WORK TASK
Nothing but the data below, returned exactly, should appear in the answer.

INFORMATION GIVEN
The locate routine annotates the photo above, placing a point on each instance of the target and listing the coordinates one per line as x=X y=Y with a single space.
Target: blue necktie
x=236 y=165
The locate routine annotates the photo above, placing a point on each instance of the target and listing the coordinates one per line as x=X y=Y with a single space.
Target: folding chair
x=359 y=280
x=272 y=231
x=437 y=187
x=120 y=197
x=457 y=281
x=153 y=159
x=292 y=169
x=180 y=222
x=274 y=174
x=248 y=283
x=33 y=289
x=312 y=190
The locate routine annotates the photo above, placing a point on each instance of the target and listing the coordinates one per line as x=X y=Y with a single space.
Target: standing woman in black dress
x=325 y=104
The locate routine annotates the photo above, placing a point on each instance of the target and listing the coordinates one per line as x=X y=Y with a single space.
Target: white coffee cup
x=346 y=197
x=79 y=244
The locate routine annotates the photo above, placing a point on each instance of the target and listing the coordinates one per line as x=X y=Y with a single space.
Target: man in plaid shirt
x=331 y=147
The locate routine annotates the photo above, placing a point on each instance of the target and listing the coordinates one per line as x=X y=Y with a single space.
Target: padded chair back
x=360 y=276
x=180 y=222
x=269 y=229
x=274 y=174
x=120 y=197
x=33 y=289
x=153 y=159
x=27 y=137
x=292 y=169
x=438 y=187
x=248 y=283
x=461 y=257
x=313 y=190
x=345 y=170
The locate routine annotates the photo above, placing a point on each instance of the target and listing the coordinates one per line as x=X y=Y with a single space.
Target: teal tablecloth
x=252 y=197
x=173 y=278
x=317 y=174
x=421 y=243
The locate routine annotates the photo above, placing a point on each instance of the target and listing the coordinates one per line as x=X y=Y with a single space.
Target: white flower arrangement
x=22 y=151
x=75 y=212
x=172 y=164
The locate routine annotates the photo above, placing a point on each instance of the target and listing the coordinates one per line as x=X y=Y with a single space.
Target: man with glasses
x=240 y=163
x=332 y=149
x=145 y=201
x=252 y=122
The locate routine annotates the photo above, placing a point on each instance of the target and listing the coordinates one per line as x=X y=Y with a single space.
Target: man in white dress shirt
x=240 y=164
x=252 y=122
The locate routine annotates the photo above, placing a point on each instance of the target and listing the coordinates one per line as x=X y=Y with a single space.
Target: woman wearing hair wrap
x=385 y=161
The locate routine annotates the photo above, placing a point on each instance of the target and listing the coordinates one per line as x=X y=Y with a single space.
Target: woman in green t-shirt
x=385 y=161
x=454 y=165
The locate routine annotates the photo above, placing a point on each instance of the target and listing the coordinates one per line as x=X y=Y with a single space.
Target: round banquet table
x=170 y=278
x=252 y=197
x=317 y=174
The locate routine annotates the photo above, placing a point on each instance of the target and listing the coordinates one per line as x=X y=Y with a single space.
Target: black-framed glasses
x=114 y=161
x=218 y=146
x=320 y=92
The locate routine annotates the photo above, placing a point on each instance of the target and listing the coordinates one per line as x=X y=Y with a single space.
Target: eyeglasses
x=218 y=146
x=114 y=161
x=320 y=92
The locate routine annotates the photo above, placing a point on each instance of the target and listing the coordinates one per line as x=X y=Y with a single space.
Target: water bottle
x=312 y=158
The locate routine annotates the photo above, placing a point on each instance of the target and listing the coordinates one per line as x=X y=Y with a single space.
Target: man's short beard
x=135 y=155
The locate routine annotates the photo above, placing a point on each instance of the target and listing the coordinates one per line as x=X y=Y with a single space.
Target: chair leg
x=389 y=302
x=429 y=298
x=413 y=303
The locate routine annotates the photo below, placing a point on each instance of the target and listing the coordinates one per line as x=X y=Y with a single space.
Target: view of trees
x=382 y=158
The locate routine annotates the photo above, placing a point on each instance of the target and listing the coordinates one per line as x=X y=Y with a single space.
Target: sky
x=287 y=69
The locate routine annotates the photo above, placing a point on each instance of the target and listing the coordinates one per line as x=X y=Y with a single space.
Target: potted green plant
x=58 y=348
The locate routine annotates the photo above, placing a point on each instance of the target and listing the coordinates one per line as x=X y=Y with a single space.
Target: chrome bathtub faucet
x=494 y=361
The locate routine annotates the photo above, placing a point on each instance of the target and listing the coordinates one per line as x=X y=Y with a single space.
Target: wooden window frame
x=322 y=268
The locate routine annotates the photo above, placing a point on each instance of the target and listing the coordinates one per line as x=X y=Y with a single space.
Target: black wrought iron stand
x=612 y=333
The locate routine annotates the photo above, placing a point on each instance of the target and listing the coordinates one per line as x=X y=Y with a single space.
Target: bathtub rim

RESPONSE TO THE EXERCISE
The locate routine annotates the photo above, placing a point on each instance of the target and listing the coordinates one per line as x=X y=Y with a single space.
Target: blue necktie
x=236 y=165
The locate routine annotates the photo above, placing a point on each instance of the target and listing the coordinates one per line as x=X y=Y with a single space.
Target: folding chair
x=359 y=280
x=272 y=231
x=437 y=187
x=120 y=197
x=457 y=281
x=153 y=159
x=292 y=169
x=180 y=222
x=274 y=174
x=248 y=283
x=33 y=289
x=312 y=190
The locate routine annotates the photo above, placing a point on each instance of the target and listing the coordinates one per line as x=X y=Y with a single space.
Target: standing woman in black dress
x=325 y=104
The locate routine annotates the photo above, placing a point on each instance of the target and listing the coordinates one per line as x=X y=Y with a single space.
Target: white coffee cup
x=346 y=197
x=79 y=244
The locate routine annotates the photo above, placing a point on each instance of the target and listing the coordinates one per line as x=X y=Y with a single space.
Target: man in plaid shirt
x=331 y=147
The locate routine annotates the photo above, placing a point on each instance of the target and listing the coordinates one per line as x=X y=Y with a single space.
Target: padded chair back
x=360 y=276
x=180 y=222
x=269 y=229
x=274 y=174
x=120 y=197
x=33 y=289
x=153 y=159
x=27 y=137
x=292 y=169
x=438 y=187
x=248 y=283
x=461 y=257
x=313 y=190
x=345 y=170
The locate routine annotates the photo above, placing a point on each instance of the target and listing the coordinates one per line as x=X y=Y with a single space.
Target: teal tablecloth
x=252 y=197
x=173 y=278
x=317 y=174
x=421 y=243
The locate routine annotates the photo above, placing a point on each instance of the target and listing the coordinates one per line as x=X y=Y with a single space.
Target: white flower arrangement
x=22 y=151
x=75 y=212
x=172 y=164
The locate routine annotates the photo above, placing a point on each instance of the target and listing the coordinates one per line as x=X y=Y with a single space.
Target: man with glasses
x=240 y=163
x=332 y=149
x=145 y=201
x=252 y=122
The locate routine annotates the photo above, placing a point on each instance of the target and listing the coordinates one per line as x=X y=Y with a single space.
Target: man in white dress shirt
x=240 y=164
x=252 y=122
The locate routine annotates the photo above, placing a point on each instance of the target and listing the coordinates one per line as x=X y=Y with a single space.
Target: woman wearing hair wrap
x=385 y=161
The locate routine annotates the photo above, placing a point on each instance of the target and listing the coordinates one per line as x=X y=Y with a single space.
Target: woman in green t-shirt
x=385 y=161
x=454 y=165
The locate routine annotates the photo above, placing a point on each instance of the target and listing the coordinates one per line as x=X y=Y with a single space.
Target: round banquet table
x=170 y=278
x=252 y=197
x=317 y=174
The locate routine annotates the photo above, placing a point on each instance of the target and listing the coordinates one per line as x=X y=Y with a single space.
Target: black-framed glasses
x=114 y=161
x=218 y=146
x=320 y=92
The locate routine annotates the photo above, placing a point on each instance of the target and listing the coordinates one per line as x=X y=Y with a single space.
Target: eyeglasses
x=218 y=146
x=114 y=161
x=320 y=92
The locate routine annotates the photo above, placing a point on each instance of the target and listing the coordinates one per line as x=X y=Y with a single space.
Target: water bottle
x=312 y=158
The locate routine annotates the photo above, placing a point on each instance of the target and listing the coordinates one per line as x=X y=Y with a single space.
Target: man's short beard
x=135 y=155
The locate routine annotates the photo above, placing a point on each instance of the target and listing the coordinates one per line as x=X y=Y with a single space.
Target: chair leg
x=389 y=302
x=429 y=298
x=413 y=303
The locate routine annotates the photo below, placing a point on each instance of the target and listing the coordinates one per line as x=X y=Y with a single space.
Target: view of trees
x=382 y=158
The locate routine annotates the photo above, placing a point on each instance of the target and listing the coordinates one per line as x=X y=Y with a single space.
Target: sky
x=287 y=69
The locate routine annotates the photo above, placing a point on each instance of the target and listing the coordinates one per line as x=X y=Y with a single space.
Target: potted green plant
x=58 y=348
The locate routine annotates the photo above, placing a point on each instance of the target and listing the coordinates one per line as x=X y=Y with a single space.
Target: chrome bathtub faucet
x=494 y=361
The locate routine annotates the photo above, placing a point on each instance of the target and listing the coordinates one per line as x=X y=Y with a single space.
Target: wooden window frame
x=322 y=268
The locate routine annotates the photo above, placing a point on each instance of the target and listing the coordinates one per line as x=X y=Y with a single space.
Target: black wrought iron stand
x=612 y=333
The locate routine annotates the photo above, placing a point on each instance of the target and listing the coordinates one per line as x=X y=Y with a single space.
Target: bathtub rim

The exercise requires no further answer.